• [What to produce]: Rewrite all the rows below with "photo" changed to "image" everywhere and everything else left as it is, and leave the pictures out of your answer.

• [Input data]:
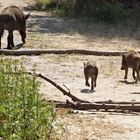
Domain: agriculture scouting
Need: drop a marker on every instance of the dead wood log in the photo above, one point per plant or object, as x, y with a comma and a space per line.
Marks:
67, 51
115, 102
75, 99
106, 107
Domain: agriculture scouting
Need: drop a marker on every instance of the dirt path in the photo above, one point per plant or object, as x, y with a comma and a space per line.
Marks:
45, 31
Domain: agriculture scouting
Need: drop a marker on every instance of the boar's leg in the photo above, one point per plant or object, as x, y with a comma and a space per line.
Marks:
23, 35
95, 80
92, 79
10, 39
126, 72
87, 83
133, 74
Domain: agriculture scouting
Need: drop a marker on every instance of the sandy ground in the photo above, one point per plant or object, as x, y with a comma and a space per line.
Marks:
45, 31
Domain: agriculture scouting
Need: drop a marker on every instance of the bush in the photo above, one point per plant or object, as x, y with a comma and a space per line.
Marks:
23, 113
109, 12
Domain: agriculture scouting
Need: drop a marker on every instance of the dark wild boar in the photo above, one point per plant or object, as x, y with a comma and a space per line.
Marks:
131, 59
90, 71
12, 18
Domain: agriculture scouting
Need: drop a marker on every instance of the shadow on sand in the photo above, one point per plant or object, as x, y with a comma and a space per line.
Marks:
87, 91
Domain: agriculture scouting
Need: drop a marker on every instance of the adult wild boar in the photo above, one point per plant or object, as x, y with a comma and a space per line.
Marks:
12, 18
90, 71
131, 59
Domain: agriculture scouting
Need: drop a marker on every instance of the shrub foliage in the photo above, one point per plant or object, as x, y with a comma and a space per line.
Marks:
23, 113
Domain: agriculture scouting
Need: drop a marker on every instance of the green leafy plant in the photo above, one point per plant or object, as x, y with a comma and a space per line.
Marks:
109, 12
23, 112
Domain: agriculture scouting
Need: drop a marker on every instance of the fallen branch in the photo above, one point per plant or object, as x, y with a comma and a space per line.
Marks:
75, 99
106, 107
115, 102
49, 51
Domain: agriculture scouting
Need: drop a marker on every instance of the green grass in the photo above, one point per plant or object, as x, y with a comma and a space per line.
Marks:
23, 112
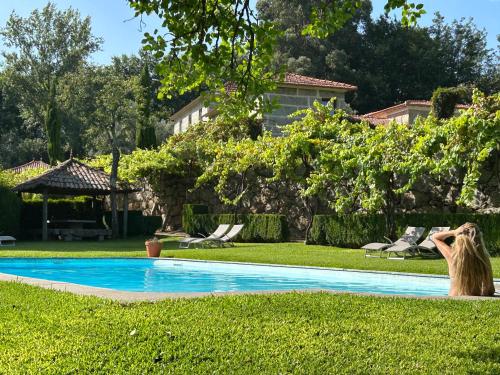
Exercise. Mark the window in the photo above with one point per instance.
(325, 101)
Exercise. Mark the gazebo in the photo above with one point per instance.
(74, 178)
(34, 164)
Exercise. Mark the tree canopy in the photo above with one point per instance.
(213, 42)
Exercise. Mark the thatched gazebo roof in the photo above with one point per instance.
(73, 178)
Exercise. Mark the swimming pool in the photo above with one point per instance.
(187, 276)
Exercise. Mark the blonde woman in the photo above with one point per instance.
(468, 260)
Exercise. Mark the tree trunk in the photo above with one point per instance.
(311, 211)
(390, 208)
(113, 181)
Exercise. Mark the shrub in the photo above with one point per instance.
(356, 230)
(444, 100)
(189, 223)
(258, 227)
(10, 209)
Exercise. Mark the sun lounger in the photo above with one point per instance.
(7, 241)
(411, 236)
(219, 232)
(229, 236)
(424, 248)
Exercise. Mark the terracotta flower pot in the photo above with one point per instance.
(153, 248)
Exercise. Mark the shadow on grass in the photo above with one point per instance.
(486, 356)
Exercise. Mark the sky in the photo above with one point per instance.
(114, 21)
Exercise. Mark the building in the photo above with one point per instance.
(296, 92)
(404, 113)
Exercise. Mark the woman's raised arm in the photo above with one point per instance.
(445, 249)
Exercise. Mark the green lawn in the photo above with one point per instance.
(43, 331)
(281, 253)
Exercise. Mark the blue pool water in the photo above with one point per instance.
(169, 275)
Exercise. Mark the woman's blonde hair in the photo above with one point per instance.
(471, 261)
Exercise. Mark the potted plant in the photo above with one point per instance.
(153, 247)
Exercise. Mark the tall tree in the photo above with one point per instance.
(212, 42)
(53, 127)
(115, 106)
(43, 48)
(365, 51)
(145, 131)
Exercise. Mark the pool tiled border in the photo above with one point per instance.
(124, 296)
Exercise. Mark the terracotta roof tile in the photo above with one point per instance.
(34, 164)
(74, 178)
(300, 80)
(382, 113)
(297, 79)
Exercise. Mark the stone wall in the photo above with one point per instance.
(282, 197)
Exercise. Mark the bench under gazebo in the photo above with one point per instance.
(74, 178)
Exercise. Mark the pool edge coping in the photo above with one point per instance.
(129, 296)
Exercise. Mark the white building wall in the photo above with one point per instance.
(290, 100)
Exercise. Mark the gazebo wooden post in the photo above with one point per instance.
(45, 215)
(125, 214)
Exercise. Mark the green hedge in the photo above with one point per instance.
(258, 227)
(355, 231)
(10, 211)
(189, 222)
(445, 99)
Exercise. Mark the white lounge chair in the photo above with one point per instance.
(219, 232)
(411, 236)
(229, 236)
(7, 241)
(424, 248)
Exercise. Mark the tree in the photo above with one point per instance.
(114, 107)
(213, 42)
(145, 132)
(43, 48)
(365, 51)
(53, 127)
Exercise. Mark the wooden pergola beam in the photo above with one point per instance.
(45, 216)
(125, 215)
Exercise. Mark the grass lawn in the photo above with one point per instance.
(281, 253)
(44, 331)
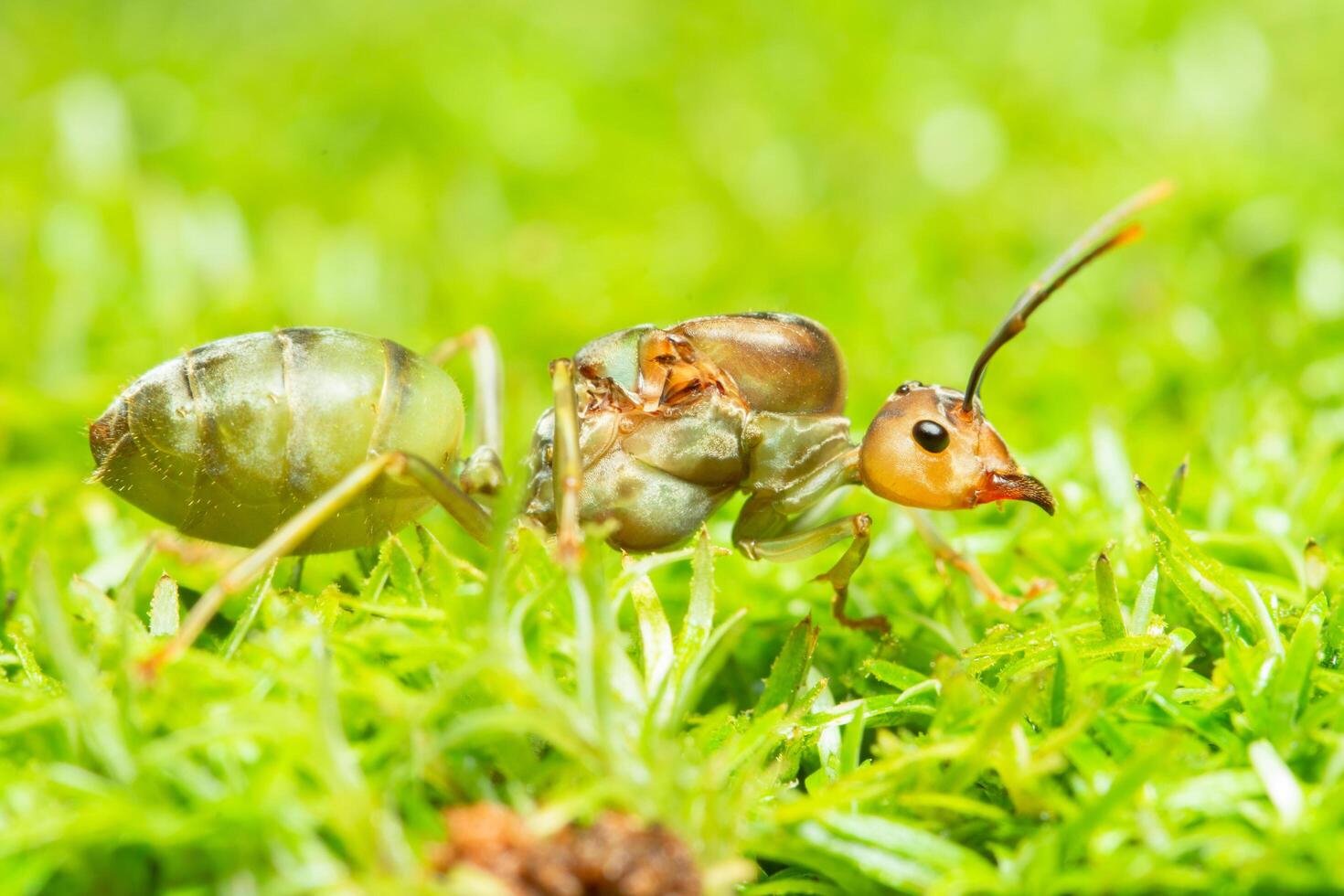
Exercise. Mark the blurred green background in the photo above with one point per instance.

• [Solution for this problem]:
Domain: agriculture scouting
Need: drop a marker on every instance of the dead wood log in the image above, one point per plant or object, as x, y with a comma and a space per line.
Marks:
67, 51
115, 102
75, 99
106, 107
Domain: agriculture scouting
Need: drop a marker on every instance of the dirt path in the image above, one point per plant or object, as x, y with a comma and a space per line.
Marks:
45, 31
Domain: agriculture scouting
Need: drop a marker on every instance of the boar's leg in the image above, one point per plant or object, as x, y with a comma and a space per line.
Marks:
23, 35
95, 80
92, 79
10, 39
126, 72
87, 83
133, 74
Domain: agriculture scouting
Need: drop a marker on every instance of the sandy ground in the image above, one point per plant or object, as x, y with a comma and a space per line.
Marks:
45, 31
Domain: agriculture scouting
Need: drop a marker on every instance of the bush in the image above, one point per plant or object, as x, y with a comma and a space per line.
Marks:
23, 113
109, 12
Domain: agriculture scouting
Need: drop a marker on every instance of the dark wild boar in the image above, one point per plant or object, as x, y with a comma and a space per line.
Marks:
131, 59
90, 71
12, 18
Domain: agriculture scouting
Need: drop a marker on every instance of the shadow on sand in the image above, one point per plant or object, as x, y with a comma and a space per line.
Marks:
87, 91
Domain: agriculture scouting
Need: drop a marker on every instance of the adult wild boar in the image above, one point per plant or object, as x, y with a comma and a space per line.
Marks:
12, 18
90, 71
131, 59
Domain: agriculture scouting
Need: drop a marker on every instance of the shrub foliage in the image above, one point per plant or object, as x, y with a comma and a space per line.
Marks:
23, 113
Domain: agriculture scouting
Need: drop a marker on every instance of the green leafy plant in the image above, one point per plant or object, as x, y with a comma and a space per line.
Marks:
109, 12
23, 112
Domain: agriculture scouting
Need: drop a marker on every instance of the fallen branch in the image above, one point per plant or object, as x, y with a comma and a space per line.
Marks:
75, 99
106, 107
115, 102
49, 51
Domain: agriculture scouting
Need: drop a marker on every instance of the green grass in the image above, one point per plant or object, as x, y with a comma and a space per line.
Marks:
23, 112
Exercise. Mark the window in the image above with one point per instance.
(325, 101)
Exercise. Mark the gazebo in the image above with one point per instance.
(74, 178)
(34, 164)
Exercise. Mark the tree canopy in the image above with one point per instance.
(213, 42)
Exercise. Mark the thatched gazebo roof in the image above with one point per instance.
(73, 178)
Exercise. Mark the swimming pool in the image above with one point per instance.
(187, 276)
Exercise. Mark the blonde woman in the image above with one point per instance.
(468, 260)
Exercise. Mark the tree trunk in the image above with one point per instance.
(311, 211)
(390, 208)
(113, 181)
Exercise. Mark the shrub in the image above with one point per instance.
(356, 230)
(444, 100)
(189, 223)
(258, 227)
(10, 209)
Exercise. Mark the sun lounger in the image above with one point per instance.
(7, 241)
(411, 236)
(219, 232)
(229, 236)
(424, 248)
Exercise. Mark the terracotta flower pot in the image above with one point per instance.
(153, 248)
Exercise. Mark the shadow on grass in the image above with one point per instance.
(486, 356)
Exercise. Mark the sky in the image above with one point per instance.
(114, 21)
Exercise. Mark the building in the image above with one point per instance.
(296, 92)
(404, 113)
Exercise. Mark the woman's raised arm in the image above with one point per instance.
(445, 249)
Exercise. Mark the green lawn in the image above with one point per instance.
(43, 331)
(281, 253)
Exercise. Mark the blue pool water in the image above with one point per instance.
(169, 275)
Exercise. Mark the woman's blonde hair in the image above with one point per instance.
(471, 261)
Exercise. Mark the potted plant in the image above with one point per instance.
(153, 247)
Exercise. Mark the tall tree in the image above with one point per instance.
(212, 42)
(53, 127)
(115, 106)
(43, 48)
(365, 51)
(145, 131)
Exercise. Mark the pool tiled border in the image above with one point per instance.
(124, 296)
Exercise. Mark the terracotta roof tile in the image above with one point per instance.
(34, 164)
(74, 178)
(300, 80)
(382, 113)
(297, 79)
Exercise. Mark the stone wall in the image above with one point per instance.
(282, 197)
Exercise. Mark the bench under gazebo in the image above with one point per instance.
(74, 178)
Exercise. Mark the pool edge coping in the image above with one point per instance.
(129, 296)
Exercise. Mark the white building wall in the image above with one point per instance.
(290, 100)
Exercise. Mark the gazebo wooden post in the image above with one point per instance.
(45, 215)
(125, 214)
Exercise. Mark the green hedge in the image above with one point per instance.
(258, 227)
(355, 231)
(10, 211)
(189, 222)
(445, 99)
Exercise. Mark the white lounge chair in the image above with one point per instance.
(219, 232)
(411, 236)
(229, 236)
(7, 241)
(424, 248)
Exercise. Mark the tree in the image above with one point per instance.
(114, 107)
(213, 42)
(145, 132)
(43, 48)
(365, 51)
(53, 127)
Exercise. Mark the wooden pergola beam in the image above with one point per instance.
(45, 216)
(125, 215)
Exercise. Mark the grass lawn in the image above with one point per instance.
(281, 253)
(44, 331)
Exercise. Mark the blurred green background in the image above with one point per instance.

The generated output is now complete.